A new study of 20,000 families by University College London, has negatively linked mothers who work – to the weight of their children – claiming that their kids eat more and move less.
The findings show that children of mums who work are the most negatively affected, in contrast to the father’s employment status, which apparently has no “significant effect.”
“We find that children whose mothers work are more likely to have increased sedentary behaviour and poorer dietary habits.”
Scientists stated that the negative results were more obvious with single mums who work full-time, but not exclusively. The study a
The research later concluded that it doesn’t really matter if mothers work full-time or part-time; their child is still more likely to be ‘fatter’ than that of a stay at home (non-working) mum.
The paper states that obesity is: “the most common chronic disease of childhood and likely to persist into adulthood with far-reaching effects”.
Furthermore, it found that teenagers and children have gained weight over the last 40 years, in parallel to the rise in working mums – with children of single working mothers 25% more likely to be overweight.
It’s suggested that kids of mums who work full-time, are 29% less likely to eat a regular & healthy breakfast, and are 19% more likely to have screen time for more than 3 hours a day.
In rounding this new bit of research off, the paper states that with the burden remaining on mothers, father’s should be more “active players” in supporting their child’s well-being.
We’re certainly not convinced by this ‘new research’ and would wholly support the notion that mums and dads, both working and non-working should be responsible for the food they give their children. Working mums shouldn’t be used as a scape goat in this way.
According to the Government, the generations coming through are becoming obese at earlier ages, and staying obese for longer.
Just to clarify, The Dadsnet does not agree with pointing the finger at working mums and fundamentally disagrees with the report that was released.

» Your instructions
Decide whether each statement below agrees with the passage on working mothers and children's weight, answering yes or no and quoting the words of the passage that settle it. 1. Children of single working mothers were found to be 25% more likely to be overweight. 2. Kids of mums who work full-time are 19% less likely to eat a regular and healthy breakfast. 3. The Dadsnet agrees with the report.

Natural-language object grounding data
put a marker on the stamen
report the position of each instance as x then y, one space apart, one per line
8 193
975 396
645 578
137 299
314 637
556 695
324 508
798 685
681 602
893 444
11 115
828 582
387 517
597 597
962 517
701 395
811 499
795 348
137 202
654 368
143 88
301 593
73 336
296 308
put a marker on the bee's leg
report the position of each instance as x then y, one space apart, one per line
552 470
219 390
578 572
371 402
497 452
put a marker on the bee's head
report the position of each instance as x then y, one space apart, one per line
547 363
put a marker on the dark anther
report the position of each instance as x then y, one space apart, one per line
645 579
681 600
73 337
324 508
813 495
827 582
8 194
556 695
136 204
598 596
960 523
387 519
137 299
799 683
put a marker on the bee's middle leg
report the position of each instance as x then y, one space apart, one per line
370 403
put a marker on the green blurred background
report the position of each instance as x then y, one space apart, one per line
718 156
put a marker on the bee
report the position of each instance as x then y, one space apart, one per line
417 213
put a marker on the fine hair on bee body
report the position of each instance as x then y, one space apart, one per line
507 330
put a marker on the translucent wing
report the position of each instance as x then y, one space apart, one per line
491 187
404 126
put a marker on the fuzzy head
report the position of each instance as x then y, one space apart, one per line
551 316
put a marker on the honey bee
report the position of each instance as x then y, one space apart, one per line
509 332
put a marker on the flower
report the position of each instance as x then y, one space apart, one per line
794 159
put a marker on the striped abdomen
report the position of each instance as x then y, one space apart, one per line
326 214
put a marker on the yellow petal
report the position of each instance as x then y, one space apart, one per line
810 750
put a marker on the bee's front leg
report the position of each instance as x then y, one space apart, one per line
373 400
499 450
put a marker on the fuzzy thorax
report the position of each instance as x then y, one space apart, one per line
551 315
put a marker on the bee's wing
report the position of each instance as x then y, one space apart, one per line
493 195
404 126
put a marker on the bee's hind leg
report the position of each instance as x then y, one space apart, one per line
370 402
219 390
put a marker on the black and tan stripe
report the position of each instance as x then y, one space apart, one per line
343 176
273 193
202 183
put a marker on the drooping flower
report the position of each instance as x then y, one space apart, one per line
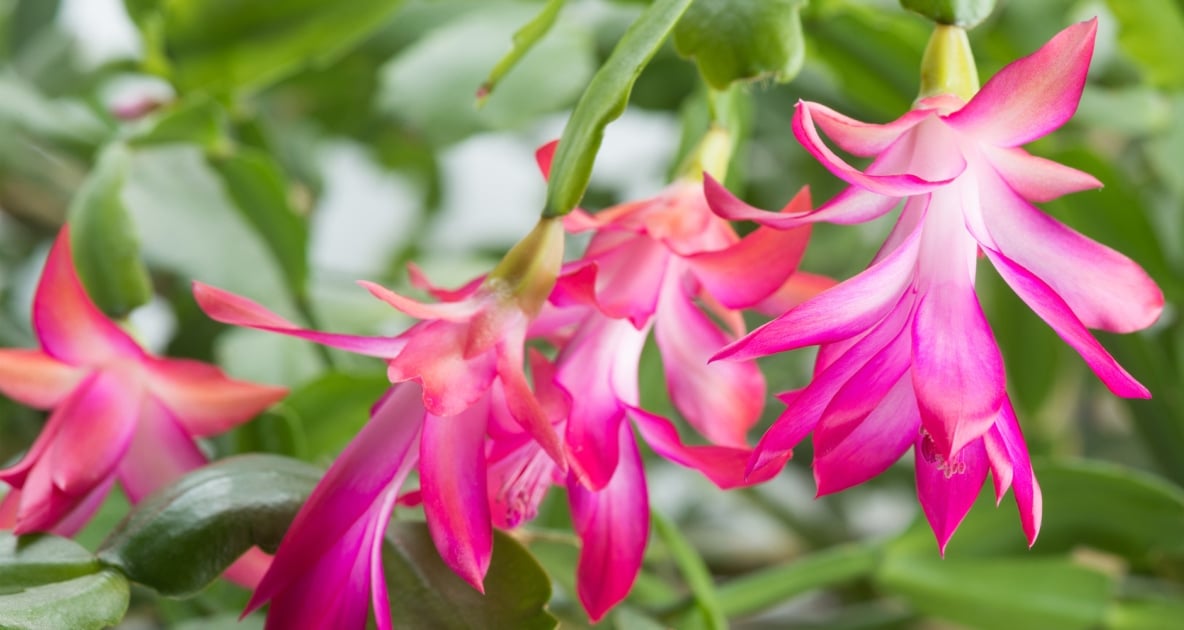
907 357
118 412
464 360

--

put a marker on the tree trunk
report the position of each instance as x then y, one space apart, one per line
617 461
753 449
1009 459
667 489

» Output below
1. Yes: "with children of single working mothers 25% more likely to be overweight"
2. No: "are 29% less likely to eat a regular & healthy breakfast"
3. No: "fundamentally disagrees with the report that was released"